From the passage on mupirocin-induced biofilm formation in S. aureus, return the text between "Additionally, in order" and "response to mupirocin.", inclusive, copied verbatim.

:: SUPPLIED TEXT

Additionally, in order to further investigate the mechanism underlying biofilm formation in response to mupirocin by S. aureus, the ΔcidA and Δpsmα USA300 mutants were constructed. Compared to the untreated group or the mupirocin-treated parent strain, the ΔcidA mutant did not exhibit thicker biofilm formation capacity; furthermore, psmα deletion had little effect on biofilm formation following mupirocin treatment. These findings suggest that the upregulation of psmα may be associated with the Agr system response to mupirocin.
To further explore the involvement of cidA in biofilm formation, we generated the c-ΔcidA mutant. After induction with mupirocin, c-ΔcidA exhibited the same levels of biofilm formation as the parent strain. Comparison of the mupirocin-treated and untreated ΔcidA mutants revealed that the induction of biofilm formation under subinhibitory mupirocin concentrations in S. aureus was mainly due to CidA, a regulator of murein hydrolase and cell death. In brief, our results showed that deletion of cidA (USA300 ΔcidA) failed to stimulate biofilm formation under mupirocin treatment (Figure. 4a), whereas USA300 Δpsmα showed biofilm formation comparable to that of its wild-type strain, indicating that mupirocin-induced biofilm formation in MRSA is probably controlled by cidA.

::::
:: DATA UNDER STUDY

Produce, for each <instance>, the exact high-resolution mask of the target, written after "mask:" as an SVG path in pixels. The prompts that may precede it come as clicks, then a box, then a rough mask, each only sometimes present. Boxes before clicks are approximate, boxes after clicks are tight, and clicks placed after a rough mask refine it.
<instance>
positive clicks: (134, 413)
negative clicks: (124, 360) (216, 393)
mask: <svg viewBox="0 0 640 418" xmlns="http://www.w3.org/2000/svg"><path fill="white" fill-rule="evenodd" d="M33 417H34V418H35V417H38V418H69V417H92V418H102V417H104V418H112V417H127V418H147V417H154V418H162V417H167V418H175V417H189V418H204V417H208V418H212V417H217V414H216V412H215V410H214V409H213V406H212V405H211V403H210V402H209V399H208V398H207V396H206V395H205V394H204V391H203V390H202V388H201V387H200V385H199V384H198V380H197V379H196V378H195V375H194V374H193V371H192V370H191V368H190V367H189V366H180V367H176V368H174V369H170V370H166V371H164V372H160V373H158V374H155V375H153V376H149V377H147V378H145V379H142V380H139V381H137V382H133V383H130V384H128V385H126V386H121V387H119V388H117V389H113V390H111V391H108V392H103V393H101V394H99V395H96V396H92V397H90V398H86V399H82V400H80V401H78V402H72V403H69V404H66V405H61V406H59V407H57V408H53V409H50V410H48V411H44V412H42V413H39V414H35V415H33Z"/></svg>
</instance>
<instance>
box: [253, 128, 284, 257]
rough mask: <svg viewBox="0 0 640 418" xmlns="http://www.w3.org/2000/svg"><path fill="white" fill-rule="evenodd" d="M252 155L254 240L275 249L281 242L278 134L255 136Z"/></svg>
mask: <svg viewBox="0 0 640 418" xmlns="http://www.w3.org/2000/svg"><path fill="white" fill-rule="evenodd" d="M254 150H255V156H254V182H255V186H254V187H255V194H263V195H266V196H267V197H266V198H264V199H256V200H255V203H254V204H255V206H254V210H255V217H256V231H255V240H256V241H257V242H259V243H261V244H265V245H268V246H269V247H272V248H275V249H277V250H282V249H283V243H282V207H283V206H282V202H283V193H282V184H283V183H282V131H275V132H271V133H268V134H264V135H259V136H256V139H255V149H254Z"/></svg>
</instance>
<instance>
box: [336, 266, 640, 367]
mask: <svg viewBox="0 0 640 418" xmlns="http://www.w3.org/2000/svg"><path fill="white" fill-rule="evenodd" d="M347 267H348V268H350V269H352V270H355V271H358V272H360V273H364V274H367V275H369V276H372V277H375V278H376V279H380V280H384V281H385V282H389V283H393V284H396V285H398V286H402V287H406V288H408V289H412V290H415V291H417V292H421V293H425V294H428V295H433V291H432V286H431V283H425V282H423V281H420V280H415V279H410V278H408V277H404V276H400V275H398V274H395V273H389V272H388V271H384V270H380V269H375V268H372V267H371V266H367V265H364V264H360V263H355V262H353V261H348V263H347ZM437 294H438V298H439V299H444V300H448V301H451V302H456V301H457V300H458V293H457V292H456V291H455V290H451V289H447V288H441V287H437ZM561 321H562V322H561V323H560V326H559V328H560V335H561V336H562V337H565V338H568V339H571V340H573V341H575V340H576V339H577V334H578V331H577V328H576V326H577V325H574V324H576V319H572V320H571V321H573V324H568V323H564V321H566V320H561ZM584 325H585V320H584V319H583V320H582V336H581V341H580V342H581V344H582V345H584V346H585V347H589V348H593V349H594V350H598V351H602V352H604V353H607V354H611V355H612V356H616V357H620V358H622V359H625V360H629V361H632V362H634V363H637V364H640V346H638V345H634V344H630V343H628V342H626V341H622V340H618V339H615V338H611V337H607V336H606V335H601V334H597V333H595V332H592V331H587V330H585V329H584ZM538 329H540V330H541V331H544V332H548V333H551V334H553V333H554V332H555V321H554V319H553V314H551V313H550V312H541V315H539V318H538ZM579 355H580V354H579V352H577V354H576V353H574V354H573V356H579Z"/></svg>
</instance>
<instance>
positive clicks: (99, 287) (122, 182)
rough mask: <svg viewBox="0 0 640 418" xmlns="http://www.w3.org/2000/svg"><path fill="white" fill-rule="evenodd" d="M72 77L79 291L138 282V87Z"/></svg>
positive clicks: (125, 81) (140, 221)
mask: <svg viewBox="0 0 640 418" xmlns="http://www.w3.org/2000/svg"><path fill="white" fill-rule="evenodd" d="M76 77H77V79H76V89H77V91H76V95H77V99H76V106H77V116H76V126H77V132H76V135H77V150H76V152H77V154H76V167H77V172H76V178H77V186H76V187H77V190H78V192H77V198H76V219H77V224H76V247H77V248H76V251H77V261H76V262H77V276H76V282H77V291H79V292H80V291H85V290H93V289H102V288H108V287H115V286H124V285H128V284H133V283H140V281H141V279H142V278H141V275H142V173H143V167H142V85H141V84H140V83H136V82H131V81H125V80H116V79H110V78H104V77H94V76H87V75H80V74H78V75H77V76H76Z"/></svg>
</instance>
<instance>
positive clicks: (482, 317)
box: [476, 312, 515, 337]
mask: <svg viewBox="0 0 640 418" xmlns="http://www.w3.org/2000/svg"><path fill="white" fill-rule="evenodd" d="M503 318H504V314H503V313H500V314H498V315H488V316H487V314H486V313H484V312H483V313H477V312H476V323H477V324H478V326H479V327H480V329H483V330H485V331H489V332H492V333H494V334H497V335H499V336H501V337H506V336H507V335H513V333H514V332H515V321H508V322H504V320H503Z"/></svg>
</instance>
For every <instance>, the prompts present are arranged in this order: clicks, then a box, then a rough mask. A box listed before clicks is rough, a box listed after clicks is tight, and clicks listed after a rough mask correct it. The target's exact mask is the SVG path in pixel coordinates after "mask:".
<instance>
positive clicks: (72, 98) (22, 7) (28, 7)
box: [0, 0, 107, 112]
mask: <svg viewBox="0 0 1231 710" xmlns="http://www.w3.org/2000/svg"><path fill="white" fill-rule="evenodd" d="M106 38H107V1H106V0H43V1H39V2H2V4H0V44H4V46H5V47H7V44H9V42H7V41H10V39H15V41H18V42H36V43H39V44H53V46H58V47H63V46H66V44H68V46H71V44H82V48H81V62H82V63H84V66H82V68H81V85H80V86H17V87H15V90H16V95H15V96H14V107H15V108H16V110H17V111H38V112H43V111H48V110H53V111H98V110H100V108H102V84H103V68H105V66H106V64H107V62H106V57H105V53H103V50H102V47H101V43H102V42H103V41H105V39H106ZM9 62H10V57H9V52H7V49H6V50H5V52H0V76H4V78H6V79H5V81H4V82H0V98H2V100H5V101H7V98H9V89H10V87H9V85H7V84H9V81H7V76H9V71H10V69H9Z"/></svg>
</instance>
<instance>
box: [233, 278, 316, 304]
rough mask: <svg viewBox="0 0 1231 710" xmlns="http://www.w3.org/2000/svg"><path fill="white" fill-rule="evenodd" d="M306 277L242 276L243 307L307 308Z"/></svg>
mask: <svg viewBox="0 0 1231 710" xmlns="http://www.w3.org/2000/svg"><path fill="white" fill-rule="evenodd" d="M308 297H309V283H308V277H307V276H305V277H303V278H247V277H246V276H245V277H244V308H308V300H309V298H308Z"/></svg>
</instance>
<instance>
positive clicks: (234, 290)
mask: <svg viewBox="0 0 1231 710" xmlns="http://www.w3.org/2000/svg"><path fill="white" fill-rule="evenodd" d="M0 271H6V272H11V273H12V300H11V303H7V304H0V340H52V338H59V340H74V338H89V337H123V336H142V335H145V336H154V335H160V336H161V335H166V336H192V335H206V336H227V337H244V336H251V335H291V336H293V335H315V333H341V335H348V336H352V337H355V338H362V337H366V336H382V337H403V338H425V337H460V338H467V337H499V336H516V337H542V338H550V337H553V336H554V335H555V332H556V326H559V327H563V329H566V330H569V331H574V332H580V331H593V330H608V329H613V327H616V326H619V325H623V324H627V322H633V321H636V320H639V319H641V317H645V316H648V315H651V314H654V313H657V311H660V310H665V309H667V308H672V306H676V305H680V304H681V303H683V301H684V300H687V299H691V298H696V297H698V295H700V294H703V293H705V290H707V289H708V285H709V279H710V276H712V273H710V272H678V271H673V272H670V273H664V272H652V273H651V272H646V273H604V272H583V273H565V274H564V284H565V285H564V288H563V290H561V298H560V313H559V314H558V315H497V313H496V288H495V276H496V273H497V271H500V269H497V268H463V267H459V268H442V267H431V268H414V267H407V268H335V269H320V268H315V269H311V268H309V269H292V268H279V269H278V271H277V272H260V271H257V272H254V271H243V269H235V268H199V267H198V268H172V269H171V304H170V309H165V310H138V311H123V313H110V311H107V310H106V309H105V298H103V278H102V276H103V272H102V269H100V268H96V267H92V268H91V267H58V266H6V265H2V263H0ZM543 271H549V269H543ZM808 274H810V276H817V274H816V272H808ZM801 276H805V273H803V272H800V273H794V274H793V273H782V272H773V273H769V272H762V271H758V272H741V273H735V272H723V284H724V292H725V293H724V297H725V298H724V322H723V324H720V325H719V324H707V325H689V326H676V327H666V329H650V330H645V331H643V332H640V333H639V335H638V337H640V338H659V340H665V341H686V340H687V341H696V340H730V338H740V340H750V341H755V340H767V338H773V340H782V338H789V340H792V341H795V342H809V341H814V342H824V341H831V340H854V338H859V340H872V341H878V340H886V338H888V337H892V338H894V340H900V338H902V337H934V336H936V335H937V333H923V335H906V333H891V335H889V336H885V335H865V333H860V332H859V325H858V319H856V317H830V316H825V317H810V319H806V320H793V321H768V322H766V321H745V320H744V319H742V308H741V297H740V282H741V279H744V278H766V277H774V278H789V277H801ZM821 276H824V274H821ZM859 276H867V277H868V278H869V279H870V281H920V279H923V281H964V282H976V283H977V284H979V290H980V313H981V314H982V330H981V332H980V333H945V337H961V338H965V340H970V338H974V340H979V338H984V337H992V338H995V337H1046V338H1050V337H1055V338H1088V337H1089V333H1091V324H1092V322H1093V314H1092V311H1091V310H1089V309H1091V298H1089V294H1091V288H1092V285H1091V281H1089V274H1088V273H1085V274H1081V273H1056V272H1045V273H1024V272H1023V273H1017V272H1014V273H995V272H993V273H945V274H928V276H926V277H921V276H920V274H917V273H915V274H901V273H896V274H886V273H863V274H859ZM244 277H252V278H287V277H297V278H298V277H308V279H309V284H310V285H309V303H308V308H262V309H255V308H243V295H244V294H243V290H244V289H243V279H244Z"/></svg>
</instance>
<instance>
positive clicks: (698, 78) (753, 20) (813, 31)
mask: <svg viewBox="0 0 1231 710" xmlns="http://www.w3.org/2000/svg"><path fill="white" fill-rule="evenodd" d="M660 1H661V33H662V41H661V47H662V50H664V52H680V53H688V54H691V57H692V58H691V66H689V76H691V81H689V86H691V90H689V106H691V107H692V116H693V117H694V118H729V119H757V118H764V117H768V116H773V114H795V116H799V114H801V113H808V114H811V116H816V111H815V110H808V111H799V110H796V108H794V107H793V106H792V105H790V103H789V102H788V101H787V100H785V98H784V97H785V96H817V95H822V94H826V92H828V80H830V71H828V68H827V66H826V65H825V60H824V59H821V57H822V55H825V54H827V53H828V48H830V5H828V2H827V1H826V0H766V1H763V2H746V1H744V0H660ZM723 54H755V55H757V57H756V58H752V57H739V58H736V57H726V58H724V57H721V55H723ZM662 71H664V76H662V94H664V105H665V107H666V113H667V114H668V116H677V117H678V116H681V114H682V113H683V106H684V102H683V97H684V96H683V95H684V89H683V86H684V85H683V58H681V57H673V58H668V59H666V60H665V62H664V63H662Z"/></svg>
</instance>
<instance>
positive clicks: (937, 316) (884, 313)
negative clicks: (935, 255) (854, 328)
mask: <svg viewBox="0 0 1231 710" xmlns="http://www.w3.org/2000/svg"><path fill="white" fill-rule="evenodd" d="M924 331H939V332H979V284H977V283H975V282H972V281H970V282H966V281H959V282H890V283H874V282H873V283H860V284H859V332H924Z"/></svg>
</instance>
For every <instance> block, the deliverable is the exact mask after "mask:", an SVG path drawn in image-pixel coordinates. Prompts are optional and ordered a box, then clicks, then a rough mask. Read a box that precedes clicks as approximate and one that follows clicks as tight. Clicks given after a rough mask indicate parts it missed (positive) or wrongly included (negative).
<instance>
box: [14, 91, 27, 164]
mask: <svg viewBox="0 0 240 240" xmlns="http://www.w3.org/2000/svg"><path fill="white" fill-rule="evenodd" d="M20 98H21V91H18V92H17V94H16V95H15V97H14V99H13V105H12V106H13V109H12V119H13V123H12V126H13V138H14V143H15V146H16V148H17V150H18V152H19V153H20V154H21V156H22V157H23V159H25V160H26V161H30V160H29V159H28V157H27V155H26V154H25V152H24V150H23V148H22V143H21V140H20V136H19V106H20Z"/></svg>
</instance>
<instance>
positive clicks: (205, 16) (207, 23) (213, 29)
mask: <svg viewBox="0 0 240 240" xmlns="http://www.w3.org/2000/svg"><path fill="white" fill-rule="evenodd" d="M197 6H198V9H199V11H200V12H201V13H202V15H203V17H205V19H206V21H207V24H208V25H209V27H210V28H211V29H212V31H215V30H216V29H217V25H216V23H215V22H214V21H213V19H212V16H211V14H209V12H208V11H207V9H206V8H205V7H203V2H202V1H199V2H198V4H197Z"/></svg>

::::

> _REPLY_:
Additionally, in order to further investigate the mechanism underlying biofilm formation in response to mupirocin by S. aureus, the ΔcidA and Δpsmα USA300 mutants were constructed. Compared to the untreated group or the mupirocin-treated parent strain, the ΔcidA mutant did not exhibit thicker biofilm formation capacity; furthermore, psmα deletion had little effect on biofilm formation following mupirocin treatment. These findings suggest that the upregulation of psmα may be associated with the Agr system response to mupirocin.